Object location annotation data:
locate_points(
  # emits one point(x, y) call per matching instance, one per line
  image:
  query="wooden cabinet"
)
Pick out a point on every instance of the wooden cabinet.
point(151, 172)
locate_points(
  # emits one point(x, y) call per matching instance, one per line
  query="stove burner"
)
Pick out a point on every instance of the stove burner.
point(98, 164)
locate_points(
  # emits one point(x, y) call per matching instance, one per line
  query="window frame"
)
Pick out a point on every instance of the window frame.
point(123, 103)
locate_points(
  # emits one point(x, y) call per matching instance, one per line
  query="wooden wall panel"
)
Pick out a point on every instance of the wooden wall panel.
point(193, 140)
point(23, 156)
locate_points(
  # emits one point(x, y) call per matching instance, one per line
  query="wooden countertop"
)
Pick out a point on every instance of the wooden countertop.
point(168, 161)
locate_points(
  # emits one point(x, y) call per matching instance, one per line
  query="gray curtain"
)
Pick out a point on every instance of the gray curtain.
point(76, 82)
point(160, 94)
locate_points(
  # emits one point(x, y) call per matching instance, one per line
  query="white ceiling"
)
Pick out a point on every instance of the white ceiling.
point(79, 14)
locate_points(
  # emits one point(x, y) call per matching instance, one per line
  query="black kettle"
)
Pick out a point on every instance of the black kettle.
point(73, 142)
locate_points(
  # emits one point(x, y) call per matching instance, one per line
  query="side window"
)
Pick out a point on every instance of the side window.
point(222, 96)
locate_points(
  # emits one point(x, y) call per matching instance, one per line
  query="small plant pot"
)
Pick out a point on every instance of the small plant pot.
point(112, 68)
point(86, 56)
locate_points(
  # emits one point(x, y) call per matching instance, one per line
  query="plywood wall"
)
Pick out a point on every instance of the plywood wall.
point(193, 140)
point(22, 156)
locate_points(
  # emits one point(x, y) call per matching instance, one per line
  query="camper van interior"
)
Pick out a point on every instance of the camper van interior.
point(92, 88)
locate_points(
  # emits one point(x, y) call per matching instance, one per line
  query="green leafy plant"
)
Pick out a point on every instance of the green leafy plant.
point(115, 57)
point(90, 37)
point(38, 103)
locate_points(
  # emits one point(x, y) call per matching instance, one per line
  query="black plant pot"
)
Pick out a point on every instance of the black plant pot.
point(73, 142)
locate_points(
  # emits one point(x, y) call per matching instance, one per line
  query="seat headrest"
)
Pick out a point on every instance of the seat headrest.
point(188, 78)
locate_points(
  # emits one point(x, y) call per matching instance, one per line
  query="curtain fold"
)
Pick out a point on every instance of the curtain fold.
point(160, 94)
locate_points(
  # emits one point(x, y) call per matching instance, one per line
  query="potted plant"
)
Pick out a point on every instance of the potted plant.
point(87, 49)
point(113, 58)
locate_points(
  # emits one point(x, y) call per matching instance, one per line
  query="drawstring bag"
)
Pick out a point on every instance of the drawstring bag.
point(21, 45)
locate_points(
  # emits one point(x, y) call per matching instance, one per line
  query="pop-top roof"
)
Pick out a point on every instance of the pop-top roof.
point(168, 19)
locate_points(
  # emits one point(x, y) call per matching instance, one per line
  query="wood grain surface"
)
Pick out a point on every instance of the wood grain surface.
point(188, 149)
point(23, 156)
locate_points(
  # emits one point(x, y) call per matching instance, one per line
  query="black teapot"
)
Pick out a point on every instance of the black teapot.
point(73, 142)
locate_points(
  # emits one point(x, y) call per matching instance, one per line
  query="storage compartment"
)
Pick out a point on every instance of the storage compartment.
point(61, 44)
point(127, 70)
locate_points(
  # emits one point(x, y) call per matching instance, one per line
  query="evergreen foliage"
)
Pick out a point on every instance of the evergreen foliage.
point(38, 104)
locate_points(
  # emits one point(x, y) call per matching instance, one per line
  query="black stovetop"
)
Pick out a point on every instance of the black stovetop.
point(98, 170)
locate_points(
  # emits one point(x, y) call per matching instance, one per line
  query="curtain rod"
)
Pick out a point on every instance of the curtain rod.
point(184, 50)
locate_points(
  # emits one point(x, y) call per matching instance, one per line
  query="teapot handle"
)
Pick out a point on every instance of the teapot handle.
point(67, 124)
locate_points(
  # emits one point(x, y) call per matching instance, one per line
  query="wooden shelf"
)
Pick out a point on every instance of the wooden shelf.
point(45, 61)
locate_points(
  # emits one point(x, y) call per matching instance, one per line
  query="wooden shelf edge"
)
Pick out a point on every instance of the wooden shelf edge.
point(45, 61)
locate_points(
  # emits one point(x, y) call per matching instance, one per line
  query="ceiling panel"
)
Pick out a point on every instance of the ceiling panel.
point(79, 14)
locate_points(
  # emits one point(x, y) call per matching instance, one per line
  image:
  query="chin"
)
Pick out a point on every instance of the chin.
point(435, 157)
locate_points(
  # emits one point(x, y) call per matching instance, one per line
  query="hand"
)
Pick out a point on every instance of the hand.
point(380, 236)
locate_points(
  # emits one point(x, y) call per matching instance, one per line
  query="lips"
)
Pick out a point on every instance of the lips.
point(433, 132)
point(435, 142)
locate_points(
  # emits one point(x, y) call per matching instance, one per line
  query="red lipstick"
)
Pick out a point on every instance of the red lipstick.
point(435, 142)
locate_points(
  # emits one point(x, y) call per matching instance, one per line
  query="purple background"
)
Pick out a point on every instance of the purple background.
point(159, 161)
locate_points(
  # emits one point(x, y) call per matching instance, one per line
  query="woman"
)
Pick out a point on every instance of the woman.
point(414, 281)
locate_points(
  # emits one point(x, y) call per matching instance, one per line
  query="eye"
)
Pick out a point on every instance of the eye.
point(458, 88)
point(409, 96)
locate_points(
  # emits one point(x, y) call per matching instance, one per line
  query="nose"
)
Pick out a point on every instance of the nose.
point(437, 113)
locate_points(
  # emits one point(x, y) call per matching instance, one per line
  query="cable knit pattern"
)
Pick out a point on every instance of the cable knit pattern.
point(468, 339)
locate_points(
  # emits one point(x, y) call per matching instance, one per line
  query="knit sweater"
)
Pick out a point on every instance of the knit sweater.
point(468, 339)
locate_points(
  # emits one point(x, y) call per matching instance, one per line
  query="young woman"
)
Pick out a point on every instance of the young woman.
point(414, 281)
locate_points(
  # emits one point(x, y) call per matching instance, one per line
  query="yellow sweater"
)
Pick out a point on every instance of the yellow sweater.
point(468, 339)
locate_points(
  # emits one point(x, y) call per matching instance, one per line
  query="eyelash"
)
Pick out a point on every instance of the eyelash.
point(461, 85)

EXERCISE DESCRIPTION: Find every line in the material above that contains the string "nose", treating uppercase and lowercase as different, and copy each of those lines.

COMPLETE OUTPUT:
  query="nose"
Pick out a point on every instance of the nose.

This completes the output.